Action item A:
In the shed post, what color is the ultimate dream shed painted?
Action item B:
From the shed post, extract everything from "I’m normally a" down to "actually stand in.", word for word.
Action item C:
List every item the shed post says is now stored in the downstairs loo.

Extracted text:
My shed is a bit of an embarrassment. A while ago I had some visitors in the garden. The shed door had been left open. As we passed by the shed I hurriedly closed the door, embarrassed by the state of its interior and said ‘You don’t want to look in there’. One of my visitors chuckled and replied ‘You haven’t seen inside mine’. At that moment we were united by the bain of many gardeners’ lives . . . the messy shed.
I’m normally a really tidy person. Having spent time in small rooms at Uni, a tiny flat and a spell in army quarters I learnt that being tidy was a necessity and everything has its place and all that. So the state of my shed really niggles, messes with my head. Fortunately, I can shut the door, go into the house and forget about it. That is until I need something from there and then I groan at the prospect of having to retrieve the necessary item. At the moment I would say I have a space no more that 45cm square by the door that I can actually stand in.
The problem isn’t really that I have a personality change when it comes to my shed and suddenly become messy, it’s just too small. It’s our only outdoor storage space and has to function as a log store, potting shed, recycling centre and general storage shed. Now we have an allotment the demands on our little garden shed have increased. I have so much stuff that some of it has migrated into the house, so I now have seaweed and tomato feed and comfrey pellets stored in the downstairs loo.
Things do improve in Spring. Once we have used our logs this frees up some space and items such as hosepipes, which were stored over winter to protect them can then be moved back outside. It still falls somewhat short of my dream shed. A shed with shelves on the wall, a window for natural light and a bench that I can stand at and do my seed sowing and potting up would be nice. My ultimate dream shed is made from wood and painted in a lovely sage green colour with a beautiful slate roof and split door.
Maybe one day, but for now I will have to put up with plastic pot towers precariously perched and the bag of vermiculite that has become so well buried amongst a myriad of other essentials that it will take at least half an hour of unpacking the shed to get to it. A gardening glove that was placed somewhere in the shed this Autumn but that won’t be discovered again until sometime next Spring. I’m sure my little knife is there too. Over the winter I’ll forget it’s missing and then one day I’ll come across it and think ‘so that’s where it got to’.
It has been quite therapeutic sharing this with you. I’d loved to hear of other peoples’ spaces that they prefer to keep hidden, whether it’s your shed or that space at the bottom of the garden. The place sickly plants go to, but then they get forgotten about or the place all those old compost bags end up. And I loved to hear about your dream shed.

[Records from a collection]
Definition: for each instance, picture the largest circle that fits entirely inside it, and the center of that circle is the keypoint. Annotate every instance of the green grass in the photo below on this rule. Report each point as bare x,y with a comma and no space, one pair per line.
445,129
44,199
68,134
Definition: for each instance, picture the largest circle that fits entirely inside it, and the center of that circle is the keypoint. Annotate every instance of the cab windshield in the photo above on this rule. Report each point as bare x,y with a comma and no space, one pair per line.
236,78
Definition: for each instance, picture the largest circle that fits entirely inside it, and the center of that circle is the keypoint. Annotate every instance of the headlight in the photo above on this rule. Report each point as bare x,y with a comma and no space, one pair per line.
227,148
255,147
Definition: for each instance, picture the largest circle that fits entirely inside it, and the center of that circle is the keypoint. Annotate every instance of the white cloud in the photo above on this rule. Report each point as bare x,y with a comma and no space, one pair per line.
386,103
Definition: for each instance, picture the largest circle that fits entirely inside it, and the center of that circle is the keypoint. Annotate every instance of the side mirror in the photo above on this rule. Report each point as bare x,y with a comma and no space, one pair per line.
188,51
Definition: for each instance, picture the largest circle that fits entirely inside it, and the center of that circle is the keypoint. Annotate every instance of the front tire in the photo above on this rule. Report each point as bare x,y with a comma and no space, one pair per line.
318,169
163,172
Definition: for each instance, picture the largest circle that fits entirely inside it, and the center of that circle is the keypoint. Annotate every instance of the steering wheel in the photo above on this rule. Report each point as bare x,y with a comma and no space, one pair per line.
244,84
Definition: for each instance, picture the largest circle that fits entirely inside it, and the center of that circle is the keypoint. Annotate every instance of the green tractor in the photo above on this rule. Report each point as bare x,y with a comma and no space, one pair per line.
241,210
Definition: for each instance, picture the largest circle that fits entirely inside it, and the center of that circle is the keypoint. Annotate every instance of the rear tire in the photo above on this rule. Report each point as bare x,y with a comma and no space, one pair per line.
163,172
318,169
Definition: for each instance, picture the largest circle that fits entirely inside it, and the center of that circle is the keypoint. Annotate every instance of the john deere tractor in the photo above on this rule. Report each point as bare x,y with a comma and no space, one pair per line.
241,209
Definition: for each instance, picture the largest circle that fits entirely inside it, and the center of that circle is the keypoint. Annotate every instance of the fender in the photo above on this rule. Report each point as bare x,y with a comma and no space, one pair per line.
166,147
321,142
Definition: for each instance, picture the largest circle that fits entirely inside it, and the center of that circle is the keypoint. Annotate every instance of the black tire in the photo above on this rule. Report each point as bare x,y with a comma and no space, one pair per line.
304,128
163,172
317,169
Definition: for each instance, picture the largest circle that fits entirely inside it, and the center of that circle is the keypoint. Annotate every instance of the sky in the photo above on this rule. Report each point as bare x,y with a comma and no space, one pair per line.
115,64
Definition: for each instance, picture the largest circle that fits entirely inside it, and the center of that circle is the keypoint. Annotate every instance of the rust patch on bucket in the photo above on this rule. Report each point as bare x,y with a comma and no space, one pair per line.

Exercise result A:
A lovely sage green.

Exercise result B:
I’m normally a really tidy person. Having spent time in small rooms at Uni, a tiny flat and a spell in army quarters I learnt that being tidy was a necessity and everything has its place and all that. So the state of my shed really niggles, messes with my head. Fortunately, I can shut the door, go into the house and forget about it. That is until I need something from there and then I groan at the prospect of having to retrieve the necessary item. At the moment I would say I have a space no more that 45cm square by the door that I can actually stand in.

Exercise result C:
Seaweed, tomato feed, comfrey pellets